Set problem A: Rewrite the passage on CouchDb document IDs between "Sequence is also" and "of your queries.", inclusive, putting "revision number" in place of "revision".

Extract provided:
May 26, 2012 1 comment

One of the things I largely underestimated when I first started working with CouchDb was the importance of a meaningful ID for documents. The default of letting the database set a UUID for you seems reasonable at first, but the UUID is largely useless for querying. On the other hand, a good ID scheme is like having a free index for which you don’t have to maintain a view. You can just query using the _all_docs view, which is built in. Well thought out ID’s can save you tons of headaches and fiddling with views later. Particularly with large data sets, this can be a big deal, because views can take up a significant amount of storage space and processing. Unfortunately, they are hard to change after you get a lot of data in the database, so it is worth thinking about before you get very far into the data.

There are a handful of primary considerations when considering your document IDs. In most data sets, there is a key piece of information that most of your searches are based on. Account or customer records are usually looked up by ID. Customer transactions are usually retrieved by account and date range. That’s not to say all queries are based on these data elements, but it tends to be a significant majority of queries. Since documents are automatically indexed by ID, one good candidate for good IDs are the information that you most often are searching for in your queries.

Another important consideration when designing views and IDs in CouchDb is storage space and view size. A view that stores several pieces of information from every document can double the size of the overall data required, and even more space is needed for maintenance operations like compacting. If you need a particular view that includes several pieces of data from the document, consider designing your IDs to replace the need for the view. In fact, getting rid of as many views as you can is a worthwhile goal. Views are powerful and useful, but unnecessary views can consume huge amounts of extra space and processing to maintain.

A third consideration for IDs is ID sequence. Documents are sorted by ID. It is often worthwhile including a timestamp as a part of the ID. For example, for transaction documents the account plus a timestamp often makes a good ID. This automatically sorts the transactions within an account by time. In fact, sometimes the primary factor in looking up documents is time, and in those cases it might be a good practice to start the ID with a time stamp. How to format the time depends on your use. Do it in the way closest to how you will retrieve the data. That might be a standard javascript timestamp (1338051515556), or a date/time in a format like YYYYMMDDHHMMSS (something like 20120526-165835). Remember the point here is a useful sort order, so any date and time format that will result in the desired left to right string sort order is what you want. When you’re using timestamps, remember that IDs have to be unique. Milliseconds are not a guaranteed unique identifier for a web application. More on that in a moment.

Sequence is also important if you have multiple types of documents that you need to retrieve together. For example, blog posts and comments are often retrieved at the same time. So it often makes sense to have the ID of comments start with the ID of the post they relate to. That way, you can easily retrieve the blog post, together with all of the documents that are sorted between that post and the next post.

A fourth consideration is to make the information in the IDs be enough data for at least some queries. An _all_docs lookup without an include_docs returns the ID and the revision. If the ID is enough information that it is all you need for a significant number of queries, you can reduce the data you need to move over the wire in at least some of your queries.

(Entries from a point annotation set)
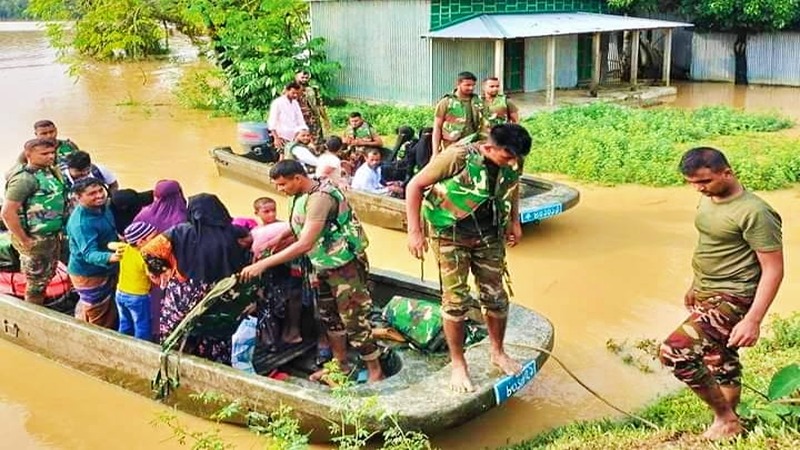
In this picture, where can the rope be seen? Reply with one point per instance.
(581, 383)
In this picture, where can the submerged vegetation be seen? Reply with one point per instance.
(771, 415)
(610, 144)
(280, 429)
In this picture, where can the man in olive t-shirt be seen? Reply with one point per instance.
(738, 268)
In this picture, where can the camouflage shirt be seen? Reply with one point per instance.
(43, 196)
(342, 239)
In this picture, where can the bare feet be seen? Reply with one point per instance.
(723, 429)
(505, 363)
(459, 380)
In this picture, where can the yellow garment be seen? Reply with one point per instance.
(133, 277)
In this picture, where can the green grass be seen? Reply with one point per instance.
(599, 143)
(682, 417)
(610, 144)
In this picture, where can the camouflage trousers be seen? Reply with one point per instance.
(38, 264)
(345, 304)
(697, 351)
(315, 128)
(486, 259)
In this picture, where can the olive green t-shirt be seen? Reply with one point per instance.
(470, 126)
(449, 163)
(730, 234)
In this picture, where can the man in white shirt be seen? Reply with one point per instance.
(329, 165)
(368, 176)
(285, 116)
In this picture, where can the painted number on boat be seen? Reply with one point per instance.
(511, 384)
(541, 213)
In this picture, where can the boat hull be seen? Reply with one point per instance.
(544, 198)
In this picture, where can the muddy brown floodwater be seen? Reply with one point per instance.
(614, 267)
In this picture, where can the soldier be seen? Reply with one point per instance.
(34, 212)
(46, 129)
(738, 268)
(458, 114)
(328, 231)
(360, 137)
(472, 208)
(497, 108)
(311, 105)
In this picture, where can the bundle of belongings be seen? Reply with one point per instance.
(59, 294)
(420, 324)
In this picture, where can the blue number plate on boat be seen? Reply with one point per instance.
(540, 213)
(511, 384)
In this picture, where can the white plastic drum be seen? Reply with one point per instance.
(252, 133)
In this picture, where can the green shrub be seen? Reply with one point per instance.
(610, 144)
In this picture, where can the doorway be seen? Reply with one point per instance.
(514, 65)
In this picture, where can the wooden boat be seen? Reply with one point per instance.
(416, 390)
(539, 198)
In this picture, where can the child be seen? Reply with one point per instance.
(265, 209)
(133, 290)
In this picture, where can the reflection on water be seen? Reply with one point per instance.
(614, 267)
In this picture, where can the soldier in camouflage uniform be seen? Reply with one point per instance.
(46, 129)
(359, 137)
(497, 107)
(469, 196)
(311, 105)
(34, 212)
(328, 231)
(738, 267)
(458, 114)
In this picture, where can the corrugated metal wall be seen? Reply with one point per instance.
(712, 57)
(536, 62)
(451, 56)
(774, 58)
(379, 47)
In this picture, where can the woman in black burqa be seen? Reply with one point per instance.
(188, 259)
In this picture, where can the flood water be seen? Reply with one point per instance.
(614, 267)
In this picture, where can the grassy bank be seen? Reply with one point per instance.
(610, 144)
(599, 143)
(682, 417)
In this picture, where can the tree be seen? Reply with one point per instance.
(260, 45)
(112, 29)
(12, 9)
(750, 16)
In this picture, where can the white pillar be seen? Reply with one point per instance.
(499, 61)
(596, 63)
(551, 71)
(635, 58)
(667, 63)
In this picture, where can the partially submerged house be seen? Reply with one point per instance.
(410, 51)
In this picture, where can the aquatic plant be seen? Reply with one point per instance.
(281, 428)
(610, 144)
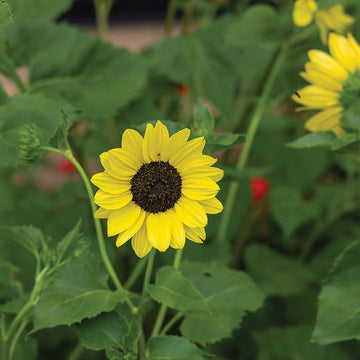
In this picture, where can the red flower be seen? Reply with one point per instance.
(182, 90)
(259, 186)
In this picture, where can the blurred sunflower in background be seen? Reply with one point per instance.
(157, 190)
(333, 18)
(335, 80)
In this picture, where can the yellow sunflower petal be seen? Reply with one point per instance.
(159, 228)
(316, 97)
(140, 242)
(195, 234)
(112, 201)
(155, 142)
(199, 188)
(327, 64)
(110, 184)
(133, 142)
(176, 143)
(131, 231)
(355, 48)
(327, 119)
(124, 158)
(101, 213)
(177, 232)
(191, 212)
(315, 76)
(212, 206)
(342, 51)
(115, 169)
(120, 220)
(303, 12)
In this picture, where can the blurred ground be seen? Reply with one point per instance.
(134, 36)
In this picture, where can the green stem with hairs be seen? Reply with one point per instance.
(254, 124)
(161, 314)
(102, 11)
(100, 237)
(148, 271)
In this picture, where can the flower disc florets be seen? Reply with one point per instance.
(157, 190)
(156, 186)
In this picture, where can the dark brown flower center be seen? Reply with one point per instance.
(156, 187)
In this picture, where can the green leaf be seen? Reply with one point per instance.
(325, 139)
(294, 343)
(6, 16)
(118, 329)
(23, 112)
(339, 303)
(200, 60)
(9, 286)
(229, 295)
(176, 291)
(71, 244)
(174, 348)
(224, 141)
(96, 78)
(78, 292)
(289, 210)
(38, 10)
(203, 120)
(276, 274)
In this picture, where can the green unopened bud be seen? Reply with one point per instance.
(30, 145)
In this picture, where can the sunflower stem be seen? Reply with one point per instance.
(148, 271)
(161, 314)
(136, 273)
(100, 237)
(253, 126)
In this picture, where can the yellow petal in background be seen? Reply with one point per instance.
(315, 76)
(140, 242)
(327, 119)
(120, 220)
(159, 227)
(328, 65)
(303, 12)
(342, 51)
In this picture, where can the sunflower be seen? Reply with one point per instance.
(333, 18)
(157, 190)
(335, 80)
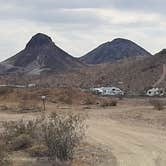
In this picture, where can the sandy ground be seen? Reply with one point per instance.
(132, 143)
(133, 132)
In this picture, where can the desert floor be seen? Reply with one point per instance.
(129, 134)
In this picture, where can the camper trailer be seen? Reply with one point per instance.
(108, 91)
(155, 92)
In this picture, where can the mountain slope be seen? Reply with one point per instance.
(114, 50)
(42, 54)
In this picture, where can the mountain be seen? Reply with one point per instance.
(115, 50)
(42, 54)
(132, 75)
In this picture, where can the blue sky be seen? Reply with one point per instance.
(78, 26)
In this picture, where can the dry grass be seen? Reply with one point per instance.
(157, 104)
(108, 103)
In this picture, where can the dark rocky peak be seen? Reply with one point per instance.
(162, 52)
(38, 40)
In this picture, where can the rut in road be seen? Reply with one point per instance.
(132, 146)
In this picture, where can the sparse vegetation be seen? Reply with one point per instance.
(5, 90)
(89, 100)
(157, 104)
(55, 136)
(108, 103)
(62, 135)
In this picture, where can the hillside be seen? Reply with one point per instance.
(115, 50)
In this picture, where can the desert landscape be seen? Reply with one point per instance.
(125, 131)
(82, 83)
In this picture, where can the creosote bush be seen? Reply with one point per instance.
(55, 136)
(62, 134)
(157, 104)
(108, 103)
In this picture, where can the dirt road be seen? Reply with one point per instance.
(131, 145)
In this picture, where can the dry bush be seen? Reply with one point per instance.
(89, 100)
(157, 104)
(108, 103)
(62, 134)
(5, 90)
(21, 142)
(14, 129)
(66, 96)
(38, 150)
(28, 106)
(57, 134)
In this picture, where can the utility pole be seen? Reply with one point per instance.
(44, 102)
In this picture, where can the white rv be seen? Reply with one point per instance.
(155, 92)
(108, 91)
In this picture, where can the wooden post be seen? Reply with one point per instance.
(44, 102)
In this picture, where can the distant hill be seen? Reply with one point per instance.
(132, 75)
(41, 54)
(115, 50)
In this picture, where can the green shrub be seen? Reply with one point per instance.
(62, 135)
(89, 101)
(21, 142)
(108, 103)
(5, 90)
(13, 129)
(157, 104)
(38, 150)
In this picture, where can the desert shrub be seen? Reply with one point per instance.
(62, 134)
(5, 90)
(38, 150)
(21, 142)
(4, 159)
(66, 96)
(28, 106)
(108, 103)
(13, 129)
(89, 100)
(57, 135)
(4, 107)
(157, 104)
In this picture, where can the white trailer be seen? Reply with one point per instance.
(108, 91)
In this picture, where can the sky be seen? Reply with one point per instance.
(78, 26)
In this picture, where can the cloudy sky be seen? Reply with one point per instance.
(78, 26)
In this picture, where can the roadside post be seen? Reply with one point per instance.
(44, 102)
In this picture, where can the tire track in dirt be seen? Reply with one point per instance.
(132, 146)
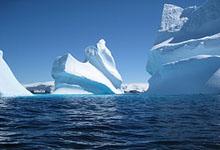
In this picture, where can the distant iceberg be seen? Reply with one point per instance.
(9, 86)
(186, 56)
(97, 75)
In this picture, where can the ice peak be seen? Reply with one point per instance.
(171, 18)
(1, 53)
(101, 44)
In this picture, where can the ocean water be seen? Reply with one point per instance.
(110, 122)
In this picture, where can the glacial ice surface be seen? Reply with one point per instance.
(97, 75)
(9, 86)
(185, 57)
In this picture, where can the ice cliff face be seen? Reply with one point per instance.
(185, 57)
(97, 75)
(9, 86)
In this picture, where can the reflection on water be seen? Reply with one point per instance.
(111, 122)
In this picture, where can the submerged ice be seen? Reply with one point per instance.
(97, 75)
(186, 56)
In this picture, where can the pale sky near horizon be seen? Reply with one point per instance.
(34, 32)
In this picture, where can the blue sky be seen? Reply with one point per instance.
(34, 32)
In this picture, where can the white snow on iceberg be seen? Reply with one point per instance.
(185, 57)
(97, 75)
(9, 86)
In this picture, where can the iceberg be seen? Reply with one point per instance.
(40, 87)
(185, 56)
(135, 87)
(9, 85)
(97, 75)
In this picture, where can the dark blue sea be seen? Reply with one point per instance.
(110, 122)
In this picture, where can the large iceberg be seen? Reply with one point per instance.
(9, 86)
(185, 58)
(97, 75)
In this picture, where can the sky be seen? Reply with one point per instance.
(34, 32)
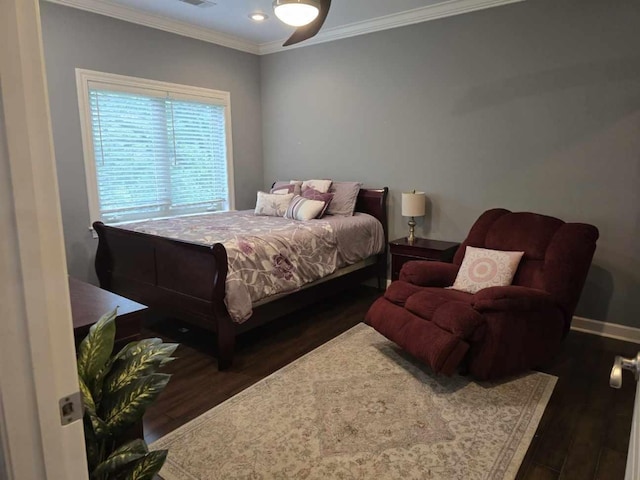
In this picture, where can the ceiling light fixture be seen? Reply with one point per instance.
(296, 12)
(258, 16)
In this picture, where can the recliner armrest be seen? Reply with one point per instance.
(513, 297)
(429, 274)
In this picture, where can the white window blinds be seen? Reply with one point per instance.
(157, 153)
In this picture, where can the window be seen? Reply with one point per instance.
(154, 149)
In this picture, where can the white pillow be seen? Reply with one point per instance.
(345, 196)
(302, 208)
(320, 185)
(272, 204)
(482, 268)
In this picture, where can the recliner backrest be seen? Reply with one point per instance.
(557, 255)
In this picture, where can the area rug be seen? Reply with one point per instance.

Set problem B: Pick out each line of the entries that contains the string "desert".

Written reply A:
Sequence is also important if you have multiple types of documents that you need to retrieve together. For example, blog posts and comments are often retrieved at the same time. So it often makes sense to have the ID of comments start with the ID of the post they relate to. That way, you can easily retrieve the blog post, together with all of the documents that are sorted between that post and the next post.

A fourth consideration is to make the information in the IDs be enough data for at least some queries. An _all_docs lookup without an include_docs returns the ID and the revision number. If the ID is enough information that it is all you need for a significant number of queries, you can reduce the data you need to move over the wire in at least some of your queries.

Written reply B:
In this picture, where can the desert floor be seen? Reply with one point per instance.
In this picture, where can the desert landscape be seen? Reply with one point per instance.
In this picture, where can the desert shrub be seen? Reply with one point per instance.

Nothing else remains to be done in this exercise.